Segment Start: Provided entries

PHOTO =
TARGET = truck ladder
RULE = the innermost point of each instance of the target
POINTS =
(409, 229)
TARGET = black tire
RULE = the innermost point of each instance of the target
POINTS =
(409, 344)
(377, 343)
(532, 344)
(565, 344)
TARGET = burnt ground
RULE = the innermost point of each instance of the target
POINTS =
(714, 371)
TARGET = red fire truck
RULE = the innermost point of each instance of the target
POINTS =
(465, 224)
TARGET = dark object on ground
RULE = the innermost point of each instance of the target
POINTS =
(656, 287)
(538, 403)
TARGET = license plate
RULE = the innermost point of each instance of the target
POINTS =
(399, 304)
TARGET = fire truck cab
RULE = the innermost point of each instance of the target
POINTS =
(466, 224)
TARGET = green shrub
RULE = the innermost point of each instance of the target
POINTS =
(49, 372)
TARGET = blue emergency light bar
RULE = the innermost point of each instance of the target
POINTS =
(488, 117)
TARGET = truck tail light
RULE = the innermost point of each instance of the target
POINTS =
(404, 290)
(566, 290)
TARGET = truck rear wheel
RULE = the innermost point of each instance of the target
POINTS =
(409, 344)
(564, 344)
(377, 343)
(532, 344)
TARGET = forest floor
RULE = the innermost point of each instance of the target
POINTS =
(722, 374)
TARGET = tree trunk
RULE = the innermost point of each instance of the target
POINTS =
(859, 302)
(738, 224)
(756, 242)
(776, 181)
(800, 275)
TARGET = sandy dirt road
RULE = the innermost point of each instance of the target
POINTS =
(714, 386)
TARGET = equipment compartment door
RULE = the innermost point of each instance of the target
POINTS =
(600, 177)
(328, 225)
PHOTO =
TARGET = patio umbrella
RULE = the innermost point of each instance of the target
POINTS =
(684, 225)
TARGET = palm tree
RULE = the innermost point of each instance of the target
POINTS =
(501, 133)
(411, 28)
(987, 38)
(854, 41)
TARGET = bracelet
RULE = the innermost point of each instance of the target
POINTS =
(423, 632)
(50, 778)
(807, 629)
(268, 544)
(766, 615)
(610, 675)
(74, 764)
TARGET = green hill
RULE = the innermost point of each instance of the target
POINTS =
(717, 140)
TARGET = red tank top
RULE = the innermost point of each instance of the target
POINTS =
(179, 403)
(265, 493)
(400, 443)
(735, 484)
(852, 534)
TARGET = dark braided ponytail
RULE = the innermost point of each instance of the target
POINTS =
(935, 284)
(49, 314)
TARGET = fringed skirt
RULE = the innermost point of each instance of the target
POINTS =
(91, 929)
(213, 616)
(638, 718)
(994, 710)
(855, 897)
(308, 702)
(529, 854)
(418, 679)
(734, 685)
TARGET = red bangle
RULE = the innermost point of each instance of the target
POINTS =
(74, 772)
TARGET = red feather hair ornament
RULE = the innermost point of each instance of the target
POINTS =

Segment End: Provided entries

_Assigned task_
The entries above, copied exactly, form the whole answer.

_Reply_
PHOTO =
TARGET = truck ladder
RULE = the innermost point of each instance of the target
POINTS =
(409, 229)
TARGET = black tire
RULE = the innermost point of each instance of the target
POINTS =
(409, 344)
(377, 343)
(532, 344)
(565, 344)
TARGET = burnt ground
RULE = the innermost point of each instance of the target
POINTS =
(714, 371)
TARGET = red fire truck
RULE = the innermost point of each instance of the target
POINTS =
(465, 224)
TARGET = dark object on ground
RULE = the innermost point of each instance of the target
POINTS =
(656, 287)
(538, 403)
TARGET = license plate
RULE = the innermost point of each instance of the target
POINTS =
(399, 304)
TARGET = fire truck cab
RULE = the innermost point of each instance of the target
POINTS =
(466, 224)
TARGET = green shrub
RULE = the innermost point of each instance of the target
POINTS =
(49, 372)
TARGET = blue emergency light bar
RULE = the innermost point of each instance of the target
POINTS =
(488, 117)
TARGET = truck tail light
RULE = the innermost point of each instance of the target
POINTS =
(404, 290)
(566, 290)
TARGET = truck rear wheel
RULE = the innermost point of each instance of the target
POINTS =
(409, 344)
(564, 344)
(377, 343)
(532, 344)
TARGET = forest floor
RULE = the innermost point of each instance of the target
POINTS =
(722, 374)
TARGET = tree trunk
RULE = the innermost point of each instance of the target
POINTS =
(859, 302)
(738, 224)
(756, 242)
(776, 181)
(800, 275)
TARGET = sandy dirt road
RULE = the innermost point of each instance of the target
POINTS =
(714, 386)
TARGET = equipment compartment door
RULE = the innermost point of each instance of the target
POINTS =
(600, 177)
(328, 225)
PHOTO =
TARGET = patio umbrella
RULE = the innermost point of each instance of the target
POINTS =
(684, 225)
TARGET = palm tree
RULE = the innermost point of each instance of the target
POINTS =
(501, 133)
(411, 28)
(987, 38)
(854, 41)
TARGET = bracelet
RULE = the innermost point of each instance of the target
POINTS =
(423, 632)
(50, 778)
(807, 629)
(268, 544)
(766, 615)
(610, 675)
(74, 764)
TARGET = green hill
RULE = the innermost point of each instance of the target
POINTS =
(717, 140)
TARGET = red tank top
RULE = the innermost point of each instance of the target
POINTS =
(179, 403)
(265, 493)
(400, 443)
(735, 484)
(852, 534)
TARGET = dark braided ponytail
RULE = the innermost point of each instance of the target
POINTS =
(935, 284)
(49, 314)
TARGET = fringed skirt
RULE = the innermost point of each instance of the target
POINTS =
(91, 929)
(213, 616)
(638, 718)
(994, 710)
(855, 897)
(308, 702)
(529, 854)
(418, 679)
(734, 685)
TARGET = red bangle
RULE = the innermost point of each instance of the target
POINTS =
(74, 772)
TARGET = red feather hair ornament
RULE = the innermost point of each instance of the target
POINTS =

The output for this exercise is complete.